◆ Excerpt ◆
————————

Two types of tiles can be used: 16 color and 256 color (however, entry zero in each is always transparent). A 16 color tile takes up 32 bytes, and up to 1024 of these may be addressed in a tile map, however, only 512 full color tiles may be addressed at any time, using even tile indicies (i.e. 0, 2, 4...). The text plane is confined to use only one type of tile throughout, as specified in the control register.
Each text screen map entry occupies a halfword and contains a 10 bit tile index and a few other salient attributes, such as horizontal and vertical flipping, and a palette index if the plane is in 16 color mode.
A rotation and scaling capable screen is similar to a text screen, in that it is composed of a tile map and tiles. However, many powerful effects can be realized in these planes, as there is a hardware texture shear matrix available. These planes are more restricted than their text bretheren and may only address 256 full color tiles, and thus, the tile map entries are 1 byte in size. The screen is also always a square dimension, but this may be chosen from 128, 256, 512, or 1024 pixels on a side (or 16 to 128 tiles square).
The texture (rot/scale plane) is addressed for each pixel on the screen via a 2x2 matrix and a reference vector. The formula for converting from screen space to texture space is thus:
(texture_x = (A B (screen_x-center_x + (center_x texture_y) C D) screen_y-center_y) center_y)
If a rotated texture is desired, the shear matrix becomes a standard rotation matrix, and scaling coefficients can be specified at the same time for added flexibility.

————————

◆ Given request ◆
Restate the tile graphics text above, beginning at the words "Each text screen" and stopping after "128 tiles square).", substituting "tilemap" for every occurrence of "tile map".

◆ Stored data ◆
————————

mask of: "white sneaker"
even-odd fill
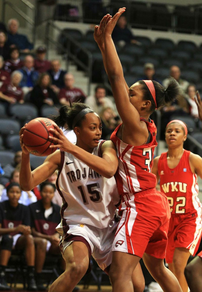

————————

◆ Answer to this problem ◆
Each text screen map entry occupies a halfword and contains a 10 bit tile index and a few other salient attributes, such as horizontal and vertical flipping, and a palette index if the plane is in 16 color mode.
A rotation and scaling capable screen is similar to a text screen, in that it is composed of a tilemap and tiles. However, many powerful effects can be realized in these planes, as there is a hardware texture shear matrix available. These planes are more restricted than their text bretheren and may only address 256 full color tiles, and thus, the tilemap entries are 1 byte in size. The screen is also always a square dimension, but this may be chosen from 128, 256, 512, or 1024 pixels on a side (or 16 to 128 tiles square).